§ Records provided
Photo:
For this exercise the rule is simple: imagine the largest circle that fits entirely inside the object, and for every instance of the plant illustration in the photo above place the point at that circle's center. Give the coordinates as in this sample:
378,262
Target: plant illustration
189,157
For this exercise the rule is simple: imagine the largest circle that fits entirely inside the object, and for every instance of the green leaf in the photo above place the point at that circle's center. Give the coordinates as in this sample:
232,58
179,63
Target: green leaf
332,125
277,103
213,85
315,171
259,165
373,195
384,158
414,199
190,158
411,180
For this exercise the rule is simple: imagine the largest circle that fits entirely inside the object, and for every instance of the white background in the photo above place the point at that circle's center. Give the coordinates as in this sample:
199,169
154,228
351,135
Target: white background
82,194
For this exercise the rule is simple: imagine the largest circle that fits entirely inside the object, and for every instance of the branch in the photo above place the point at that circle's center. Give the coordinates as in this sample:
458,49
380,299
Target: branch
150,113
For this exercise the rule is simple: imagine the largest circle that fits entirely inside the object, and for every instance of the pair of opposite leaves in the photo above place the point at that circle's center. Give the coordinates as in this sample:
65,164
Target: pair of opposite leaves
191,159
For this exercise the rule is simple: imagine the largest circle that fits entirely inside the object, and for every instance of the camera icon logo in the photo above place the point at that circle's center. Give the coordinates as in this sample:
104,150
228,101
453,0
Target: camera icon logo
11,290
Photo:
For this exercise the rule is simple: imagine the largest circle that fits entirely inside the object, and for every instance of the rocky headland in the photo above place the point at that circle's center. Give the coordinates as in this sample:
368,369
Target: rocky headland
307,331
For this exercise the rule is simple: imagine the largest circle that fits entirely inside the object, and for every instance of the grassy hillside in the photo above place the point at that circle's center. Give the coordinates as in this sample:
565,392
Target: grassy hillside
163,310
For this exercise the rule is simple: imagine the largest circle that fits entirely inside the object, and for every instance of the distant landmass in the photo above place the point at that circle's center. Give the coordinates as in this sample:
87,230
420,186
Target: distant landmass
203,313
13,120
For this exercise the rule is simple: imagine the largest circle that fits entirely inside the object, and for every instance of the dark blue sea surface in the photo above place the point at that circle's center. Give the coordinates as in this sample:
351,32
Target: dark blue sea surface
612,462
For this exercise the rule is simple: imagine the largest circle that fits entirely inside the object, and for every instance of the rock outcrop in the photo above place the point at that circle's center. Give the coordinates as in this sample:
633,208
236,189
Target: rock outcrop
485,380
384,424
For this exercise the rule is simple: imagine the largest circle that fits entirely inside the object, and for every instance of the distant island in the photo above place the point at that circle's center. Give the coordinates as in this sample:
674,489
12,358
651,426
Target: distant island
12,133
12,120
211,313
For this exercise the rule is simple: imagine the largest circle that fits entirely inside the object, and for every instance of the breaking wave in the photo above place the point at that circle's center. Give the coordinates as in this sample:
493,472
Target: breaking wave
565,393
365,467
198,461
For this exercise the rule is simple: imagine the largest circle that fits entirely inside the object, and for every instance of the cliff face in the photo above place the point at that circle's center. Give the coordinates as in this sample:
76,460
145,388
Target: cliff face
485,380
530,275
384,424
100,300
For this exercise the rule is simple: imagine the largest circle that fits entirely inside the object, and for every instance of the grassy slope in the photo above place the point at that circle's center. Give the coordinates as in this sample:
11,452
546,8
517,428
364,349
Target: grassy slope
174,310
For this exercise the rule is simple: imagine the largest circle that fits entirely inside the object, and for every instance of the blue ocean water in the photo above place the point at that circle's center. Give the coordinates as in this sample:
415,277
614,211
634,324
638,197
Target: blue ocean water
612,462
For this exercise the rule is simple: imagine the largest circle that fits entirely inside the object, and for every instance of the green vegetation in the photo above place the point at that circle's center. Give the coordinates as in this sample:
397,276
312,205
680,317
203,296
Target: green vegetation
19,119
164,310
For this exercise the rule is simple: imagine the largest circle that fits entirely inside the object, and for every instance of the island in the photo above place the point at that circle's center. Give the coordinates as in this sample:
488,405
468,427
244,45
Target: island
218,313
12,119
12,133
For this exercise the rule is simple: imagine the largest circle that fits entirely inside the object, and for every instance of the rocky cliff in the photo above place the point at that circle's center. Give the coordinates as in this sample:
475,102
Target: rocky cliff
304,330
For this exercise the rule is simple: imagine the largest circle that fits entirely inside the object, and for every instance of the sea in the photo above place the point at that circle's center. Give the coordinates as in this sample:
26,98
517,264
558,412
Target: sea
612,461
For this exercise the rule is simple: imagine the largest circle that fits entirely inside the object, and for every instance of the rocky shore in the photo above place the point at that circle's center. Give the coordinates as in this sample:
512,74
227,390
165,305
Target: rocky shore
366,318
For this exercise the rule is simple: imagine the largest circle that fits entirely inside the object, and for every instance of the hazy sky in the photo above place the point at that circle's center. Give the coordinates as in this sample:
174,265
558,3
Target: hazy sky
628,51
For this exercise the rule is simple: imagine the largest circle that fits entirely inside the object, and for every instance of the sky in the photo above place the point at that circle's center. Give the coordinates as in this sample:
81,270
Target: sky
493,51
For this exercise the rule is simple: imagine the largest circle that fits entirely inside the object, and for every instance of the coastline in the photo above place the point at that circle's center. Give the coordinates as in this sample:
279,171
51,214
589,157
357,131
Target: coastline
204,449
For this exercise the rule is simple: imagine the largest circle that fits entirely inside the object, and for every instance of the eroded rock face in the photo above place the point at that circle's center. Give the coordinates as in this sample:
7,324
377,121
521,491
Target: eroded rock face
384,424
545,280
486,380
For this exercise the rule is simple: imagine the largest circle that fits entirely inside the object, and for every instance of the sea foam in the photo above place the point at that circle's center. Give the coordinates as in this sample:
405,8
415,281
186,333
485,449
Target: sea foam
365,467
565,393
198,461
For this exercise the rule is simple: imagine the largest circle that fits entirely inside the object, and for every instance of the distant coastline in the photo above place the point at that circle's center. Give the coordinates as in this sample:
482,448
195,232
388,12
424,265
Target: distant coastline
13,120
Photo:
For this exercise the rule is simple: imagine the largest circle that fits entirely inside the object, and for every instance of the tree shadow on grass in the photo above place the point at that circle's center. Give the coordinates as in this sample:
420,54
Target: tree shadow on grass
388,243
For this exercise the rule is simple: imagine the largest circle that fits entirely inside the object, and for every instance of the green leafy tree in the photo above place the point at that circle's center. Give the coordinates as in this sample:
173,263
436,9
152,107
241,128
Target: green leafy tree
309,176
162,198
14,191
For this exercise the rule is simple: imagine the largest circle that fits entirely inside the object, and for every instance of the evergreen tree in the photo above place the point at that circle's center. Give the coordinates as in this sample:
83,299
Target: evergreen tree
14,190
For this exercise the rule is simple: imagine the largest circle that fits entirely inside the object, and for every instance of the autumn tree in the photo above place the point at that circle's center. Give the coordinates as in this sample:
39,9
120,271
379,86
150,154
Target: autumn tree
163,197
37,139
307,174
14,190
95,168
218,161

§ Task statement
All of the material must be reproduced exactly.

§ Exercise response
Photo:
For this exercise the rule is simple: imagine the largest circle that fits entirely inside the object, and for every instance of the plant illustration in the photo above place the point at that circle's center. Give the coordinates as in this sample:
378,262
Target: plant illustration
189,157
For this exercise the rule is simple: imagine the largest circle that fits entirely inside the object, and for every instance of the green leaf in the photo above place the point at that circle's center. Give the coordinates as in this sample:
232,58
179,63
Target: green leaf
332,125
277,103
213,85
315,171
259,165
373,195
384,158
414,199
190,158
411,180
For this exercise the rule is simple: imagine the largest circle that fits entirely inside the object, and for every instance of the white background in the photo above place the point at that circle's center. Give the coordinates as in this sample:
199,169
154,228
351,135
Target: white background
82,194
For this exercise the rule is simple: imagine the largest circle that fits entirely inside the object, and for every instance of the branch in the photo above place the point at that circle's center. Give the coordinates as in this sample:
458,49
380,299
Target: branch
150,113
For this exercise the rule is simple: imagine the largest circle that fits entirely inside the object, and for every instance of the pair of opposite leaves in the photo above place the point at that circle's center. Give the coordinates as in this sample:
65,164
Target: pair of opposite leaves
191,159
For this exercise the rule is simple: imagine the largest circle that fits entirely inside the object, and for every instance of the camera icon logo in the photo above place the point at that circle's center. Give the coordinates as in this sample:
104,150
228,101
453,0
Target: camera icon logo
11,290
Photo:
For this exercise the rule is simple: imagine the largest circle that fits entirely inside the object, and for every instance of the rocky headland in the photo above place the point at that circle's center. Give the coordinates as in this sample:
368,369
Target: rocky headland
307,331
For this exercise the rule is simple: imagine the largest circle that fits entirely inside the object, and for every instance of the grassy hillside in the photo above place the point at that circle's center. Give the coordinates as in this sample:
565,392
Target: grassy hillside
163,310
For this exercise the rule is simple: imagine the largest circle that fits entirely inside the object, and for every instance of the distant landmass in the photo above place the point at that circle's center. Give the coordinates as in this sample:
87,230
420,186
Target: distant landmass
203,313
13,120
For this exercise the rule is simple: imagine the largest circle that fits entirely inside the object, and for every instance of the dark blue sea surface in the photo above place the point at that circle's center. Give the coordinates as in this sample:
351,32
Target: dark blue sea surface
612,462
For this exercise the rule is simple: imagine the largest circle that fits entirely inside the object, and for every instance of the rock outcrop in the photo above place the point at that circle's center. Give the coordinates as in this sample:
633,208
236,189
Target: rock outcrop
485,380
384,424
For this exercise the rule is simple: imagine the largest circle that fits entirely inside the object, and for every instance of the distant island in the photo above place the point at that circle's center. Give the coordinates as in this sample:
674,489
12,358
651,426
Target: distant island
12,133
12,120
211,313
For this exercise the rule is simple: imagine the largest circle that fits entirely inside the object, and for every instance of the breaking wave in the photo above place the point at that circle's center. Give the coordinates as in this sample:
493,472
Target: breaking wave
565,393
365,467
198,461
For this exercise the rule is simple: imagine the largest circle that fits entirely inside the object, and for every instance of the cliff face in the photo above place the point at that circle's center. Give the coordinates as in this sample:
76,460
145,388
Target: cliff face
485,380
530,275
384,424
100,300
For this exercise the rule is simple: imagine the largest circle that fits entirely inside the object, and for every instance of the grassy slope in the photo above place the point at that circle's center. Give the coordinates as in this sample:
11,452
546,8
517,428
364,349
Target: grassy slope
174,310
For this exercise the rule is simple: imagine the largest circle that fits entirely inside the object, and for every instance of the blue ocean water in the photo above place the point at that circle's center. Give the coordinates as in this sample:
415,277
614,211
634,324
638,197
Target: blue ocean water
612,462
For this exercise the rule is simple: imagine the largest circle that fits entirely inside the object, and for every instance of the green vegetation in the photo above place the point at that circle's center. Give the coordinates as in this sample:
397,276
312,205
680,317
203,296
Target: green vegetation
19,119
164,310
For this exercise the rule is simple: imagine the largest circle that fits entirely inside the object, and for every instance of the island in the photo above place the point at that circle's center. Give the coordinates as in this sample:
488,405
468,427
244,45
Target: island
218,313
12,119
12,133
For this exercise the rule is simple: imagine the largest circle that fits entirely inside the object, and for every instance of the rocky cliff in the photo above place the point at that circle's center. Give the coordinates as in this sample:
475,102
Target: rocky cliff
304,330
For this exercise the rule is simple: imagine the largest circle that fits entirely inside the object, and for every instance of the sea in the photo above place the point at that circle's center. Give the coordinates as in this sample:
26,98
517,264
558,412
Target: sea
612,461
For this exercise the rule is simple: imagine the largest circle that fits entirely inside the object, and for every instance of the rocky shore in the photo above place the point at that circle's center. Give the coordinates as in this sample:
512,74
227,390
165,305
Target: rocky shore
366,318
For this exercise the rule is simple: imagine the largest circle that fits entirely inside the object, and for every instance of the hazy sky in the photo above place the point at that circle's center. Give the coordinates as in this sample:
174,265
558,3
Target: hazy sky
628,51
For this exercise the rule is simple: imagine the largest circle that fits entirely inside the object, and for every instance of the sky in the photo above place the point at that circle's center. Give the coordinates as in this sample:
81,270
Target: sky
493,51
For this exercise the rule is simple: imagine the largest circle that fits entirely inside the object, and for every instance of the coastline in the photo above place the point at that circle's center. Give the coordinates as in this sample:
279,171
51,214
589,157
357,131
Target: coastline
204,449
For this exercise the rule is simple: imagine the largest circle that fits entirely inside the object, and for every instance of the eroded rock face in the photo above place the point at that circle's center. Give the coordinates as in this sample:
7,324
377,121
521,491
Target: eroded rock face
384,424
545,280
486,380
For this exercise the rule is simple: imagine the largest circle that fits entirely inside the object, and for every instance of the sea foam in the photo above place the point at that circle's center. Give the coordinates as in this sample:
405,8
415,281
186,333
485,449
Target: sea foam
365,467
565,393
198,461
For this exercise the rule is simple: imagine the largest circle that fits entirely inside the object, and for every instance of the distant coastline in the photo above place the point at that circle's center. Give the coordinates as in this sample:
482,448
195,232
388,12
424,265
Target: distant coastline
13,120
Photo:
For this exercise the rule is simple: imagine the largest circle that fits entirely inside the object, and for every instance of the tree shadow on grass in the photo above place the point at that circle's center. Give the coordinates as in this sample:
420,54
Target: tree shadow on grass
388,243
For this exercise the rule is simple: imagine the largest circle that fits entirely inside the object, and for every instance of the green leafy tree in the photo above place the point at that circle's center. Give the coordinates as in this sample:
173,263
436,9
152,107
241,128
Target: green leafy tree
309,176
162,198
14,191
For this exercise the rule is simple: imagine the largest circle that fits entirely inside the object, and for every instance of the evergreen tree in the photo above place the point at that circle's center. Give the coordinates as in this sample:
83,299
Target: evergreen tree
14,190
For this exercise the rule is simple: imagine the largest circle that fits entirely inside the object, and for every instance of the autumn tree in the photo above place the point at that circle's center. Give the coordinates as in this sample:
39,9
120,271
379,86
150,154
Target: autumn tree
163,197
37,139
307,174
14,190
95,168
218,161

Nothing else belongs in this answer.